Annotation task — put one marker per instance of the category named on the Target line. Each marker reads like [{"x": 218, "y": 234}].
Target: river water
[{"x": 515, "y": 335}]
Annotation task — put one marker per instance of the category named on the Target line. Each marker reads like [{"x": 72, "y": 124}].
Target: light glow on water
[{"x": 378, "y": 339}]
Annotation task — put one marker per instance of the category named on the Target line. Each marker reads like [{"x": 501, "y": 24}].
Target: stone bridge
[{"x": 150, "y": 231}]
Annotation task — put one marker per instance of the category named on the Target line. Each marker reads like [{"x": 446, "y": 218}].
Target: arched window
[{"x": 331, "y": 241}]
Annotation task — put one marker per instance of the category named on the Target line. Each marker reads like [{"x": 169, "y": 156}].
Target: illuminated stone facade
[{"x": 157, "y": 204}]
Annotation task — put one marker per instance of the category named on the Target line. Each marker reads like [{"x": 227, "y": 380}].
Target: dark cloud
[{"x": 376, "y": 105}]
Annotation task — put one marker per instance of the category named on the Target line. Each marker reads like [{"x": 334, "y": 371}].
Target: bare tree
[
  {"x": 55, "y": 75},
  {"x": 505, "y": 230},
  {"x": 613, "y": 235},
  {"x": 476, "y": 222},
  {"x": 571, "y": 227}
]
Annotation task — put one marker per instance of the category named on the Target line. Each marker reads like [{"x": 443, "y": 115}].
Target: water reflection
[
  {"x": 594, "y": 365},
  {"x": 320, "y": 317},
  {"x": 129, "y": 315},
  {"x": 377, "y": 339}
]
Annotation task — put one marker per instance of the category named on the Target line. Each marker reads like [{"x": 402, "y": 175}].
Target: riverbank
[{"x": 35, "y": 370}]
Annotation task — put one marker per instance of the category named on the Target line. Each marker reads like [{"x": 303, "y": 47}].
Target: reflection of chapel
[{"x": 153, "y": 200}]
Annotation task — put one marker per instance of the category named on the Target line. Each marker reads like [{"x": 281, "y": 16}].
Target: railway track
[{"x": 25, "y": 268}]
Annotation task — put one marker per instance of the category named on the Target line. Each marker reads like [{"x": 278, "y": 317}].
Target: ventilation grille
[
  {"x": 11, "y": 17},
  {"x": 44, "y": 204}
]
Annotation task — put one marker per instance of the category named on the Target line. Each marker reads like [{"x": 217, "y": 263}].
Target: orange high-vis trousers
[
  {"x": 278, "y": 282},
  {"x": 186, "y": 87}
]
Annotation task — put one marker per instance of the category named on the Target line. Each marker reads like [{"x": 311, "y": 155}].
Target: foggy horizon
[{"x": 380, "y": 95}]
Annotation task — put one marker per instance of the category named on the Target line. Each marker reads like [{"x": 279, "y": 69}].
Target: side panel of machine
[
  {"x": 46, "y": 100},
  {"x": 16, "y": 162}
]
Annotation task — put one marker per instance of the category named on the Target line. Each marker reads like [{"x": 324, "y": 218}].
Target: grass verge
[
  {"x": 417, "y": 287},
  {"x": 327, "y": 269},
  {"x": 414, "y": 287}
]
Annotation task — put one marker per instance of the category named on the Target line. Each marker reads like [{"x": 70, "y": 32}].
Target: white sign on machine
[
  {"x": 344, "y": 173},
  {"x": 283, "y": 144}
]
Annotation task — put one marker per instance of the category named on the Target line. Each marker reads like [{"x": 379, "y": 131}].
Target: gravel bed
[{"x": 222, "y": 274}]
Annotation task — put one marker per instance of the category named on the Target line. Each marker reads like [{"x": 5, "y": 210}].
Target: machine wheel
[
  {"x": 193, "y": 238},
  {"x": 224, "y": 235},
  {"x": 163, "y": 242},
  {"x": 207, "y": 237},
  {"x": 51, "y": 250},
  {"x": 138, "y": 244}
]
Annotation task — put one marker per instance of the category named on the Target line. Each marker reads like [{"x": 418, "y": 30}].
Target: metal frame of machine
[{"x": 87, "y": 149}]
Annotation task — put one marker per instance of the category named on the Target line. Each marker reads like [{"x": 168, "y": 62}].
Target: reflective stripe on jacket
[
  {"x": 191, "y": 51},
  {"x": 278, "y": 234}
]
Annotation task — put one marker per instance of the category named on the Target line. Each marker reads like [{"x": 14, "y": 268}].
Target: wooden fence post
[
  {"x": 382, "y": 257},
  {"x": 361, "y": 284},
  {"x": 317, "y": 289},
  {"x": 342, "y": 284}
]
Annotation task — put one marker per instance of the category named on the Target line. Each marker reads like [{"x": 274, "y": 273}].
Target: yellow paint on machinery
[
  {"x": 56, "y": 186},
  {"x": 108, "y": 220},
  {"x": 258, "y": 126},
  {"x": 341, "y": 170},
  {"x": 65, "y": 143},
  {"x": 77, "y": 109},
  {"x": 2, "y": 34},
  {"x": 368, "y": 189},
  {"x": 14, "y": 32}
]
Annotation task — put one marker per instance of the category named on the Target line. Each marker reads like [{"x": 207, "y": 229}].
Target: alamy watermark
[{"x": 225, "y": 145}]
:::
**PROBLEM TO WORK ON**
Reproduce each record exactly, leaving nothing out.

**RESULT OF THE EXERCISE**
Annotation task — put one marker per instance of the category named on the Target line. Each marker reads like [{"x": 218, "y": 234}].
Target: river water
[{"x": 515, "y": 335}]
Annotation task — put one marker per instance of the category named on the Target line. Each marker reads like [{"x": 72, "y": 124}].
Target: light glow on water
[{"x": 378, "y": 339}]
Annotation task — put one marker per instance of the category named on the Target line. Each marker reads like [{"x": 501, "y": 24}].
Target: stone bridge
[{"x": 150, "y": 231}]
Annotation task — put one marker per instance of the category named on the Target line. Each marker reads like [{"x": 446, "y": 218}].
Target: arched window
[{"x": 331, "y": 241}]
Annotation task — put one marker per instance of the category named on the Target line. Each marker reads like [{"x": 169, "y": 156}].
Target: illuminated stone facade
[{"x": 157, "y": 204}]
Annotation task — put one marker per instance of the category named on the Target line. Each marker reads like [{"x": 227, "y": 380}].
Target: dark cloud
[{"x": 376, "y": 105}]
Annotation task — put one marker per instance of the category named on the Target line. Each marker reads like [{"x": 334, "y": 371}].
Target: bare tree
[
  {"x": 55, "y": 75},
  {"x": 505, "y": 230},
  {"x": 613, "y": 235},
  {"x": 476, "y": 222},
  {"x": 571, "y": 227}
]
Annotation task — put one marker per instance of the category named on the Target line. Each marker reads like [{"x": 443, "y": 115}].
Target: water reflection
[
  {"x": 594, "y": 365},
  {"x": 320, "y": 317},
  {"x": 129, "y": 315},
  {"x": 377, "y": 339}
]
Annotation task — put one marker per instance of the category named on the Target line. Each marker reads like [{"x": 402, "y": 175}].
Target: riverbank
[{"x": 35, "y": 370}]
Annotation task — put one marker per instance of the category named on the Target line. Each marker reads like [{"x": 303, "y": 47}].
Target: reflection of chapel
[{"x": 153, "y": 200}]
Annotation task — put one marker per instance of the category named on the Target line. Each marker reads like [{"x": 281, "y": 16}].
Target: railway track
[{"x": 25, "y": 268}]
Annotation task — put one marker per instance of the category named on the Target line. Each marker reads like [{"x": 278, "y": 317}].
Target: ventilation grille
[
  {"x": 11, "y": 17},
  {"x": 44, "y": 204}
]
Annotation task — put one marker per instance of the category named on the Target line. Each marker reads like [{"x": 217, "y": 263}].
Target: orange high-vis trousers
[
  {"x": 278, "y": 282},
  {"x": 186, "y": 87}
]
Annotation task — put one marker per instance of the category named on the Target line. Each marker reads like [{"x": 311, "y": 155}].
Target: foggy horizon
[{"x": 380, "y": 95}]
Annotation task — put one marker per instance of the category named on the Target line. Each marker reads like [{"x": 279, "y": 69}].
Target: side panel of machine
[
  {"x": 46, "y": 100},
  {"x": 16, "y": 162}
]
Annotation task — put one marker per instance of the category named on the Target line. Each marker reads like [{"x": 324, "y": 218}].
Target: grass verge
[
  {"x": 417, "y": 287},
  {"x": 327, "y": 269},
  {"x": 414, "y": 287}
]
Annotation task — put one marker per instance of the category named on the Target line. Each marker reads like [{"x": 70, "y": 32}].
Target: white sign on machine
[
  {"x": 344, "y": 173},
  {"x": 283, "y": 144}
]
Annotation task — put one marker per instance of the category named on the Target line. Each marker reads like [{"x": 379, "y": 131}].
Target: gravel bed
[{"x": 222, "y": 274}]
Annotation task — put one marker per instance of the category named on the Target line. Each marker reads like [{"x": 5, "y": 210}].
Target: machine wheel
[
  {"x": 193, "y": 238},
  {"x": 224, "y": 235},
  {"x": 163, "y": 242},
  {"x": 207, "y": 237},
  {"x": 51, "y": 250},
  {"x": 138, "y": 244}
]
Annotation task — put one marker per instance of the category named on the Target line. Each marker reads like [{"x": 418, "y": 30}].
Target: metal frame of machine
[{"x": 87, "y": 149}]
Annotation task — put one marker per instance of the category named on the Target line. Each marker reads like [{"x": 168, "y": 62}].
Target: reflective stripe on jacket
[
  {"x": 191, "y": 51},
  {"x": 278, "y": 234}
]
Annotation task — put one marker per instance of the category named on the Target line. Each marker reads like [{"x": 14, "y": 268}].
Target: wooden fence post
[
  {"x": 382, "y": 257},
  {"x": 361, "y": 284},
  {"x": 317, "y": 289},
  {"x": 342, "y": 284}
]
Annotation task — put one marker per instance of the category named on the Target line. Each marker reads like [{"x": 274, "y": 273}].
Target: yellow paint on machinery
[
  {"x": 56, "y": 186},
  {"x": 108, "y": 220},
  {"x": 258, "y": 126},
  {"x": 341, "y": 170},
  {"x": 65, "y": 143},
  {"x": 77, "y": 109},
  {"x": 2, "y": 34},
  {"x": 368, "y": 189},
  {"x": 14, "y": 32}
]
Annotation task — put one marker per instance of the category named on the Target line. Each marker reads like [{"x": 207, "y": 229}].
Target: alamy watermark
[{"x": 225, "y": 145}]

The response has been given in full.